▸ **TEXTAUSSCHNITT**:
Neunte Fortsetzung

Die Reise von Perekop nach Moskau währte einen Monat. In Krementschug, wo Katharina sich zwei Tage aufhielt, trennte sich Prinz Nassau von der Reisegesellschaft und begab sich nach Frankreich. In Poltawa veranstaltete der Fürst Potemkin ein großes Truppenmanöver, welches die Schlacht vom Jahre 1709 vorstellte. Der Graf Ségur bemerkt, dass dieses Schauspiel der Kaiserin ausnehmend gefallen habe. Sie wandte sich an den Fürsten Ligné und bemerkte, jener Katastrophe Karls XII. gedenkend, dass das Schicksal großer Staaten sich sehr rasch verändere und dass die von den schwedischen Feldherren bei Poltawa gemachten Fehler verhängnisvoll geworden seien für die Stellung Schwedens in Europ.

▸ **INHALT DER LISTE**:
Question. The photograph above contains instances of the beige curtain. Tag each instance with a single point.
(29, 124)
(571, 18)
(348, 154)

▸ **DEINE AUFGABE**:
Beantworte diese Fragen zum Textausschnitt:
(a) Wie lange dauerte die Reise von Perekop nach Moskau?
(b) Wohin ging Prinz Nassau, nachdem er sich in Krementschug von der Reisegesellschaft getrennt hatte?
(c) Welche Schlacht stellte das Truppenmanöver in Poltawa dar?
Die Liste spielt hier keine Rolle.

▸ **LÖSUNG**:
(a) Einen Monat.
(b) Nach Frankreich.
(c) Die Schlacht vom Jahr 1709.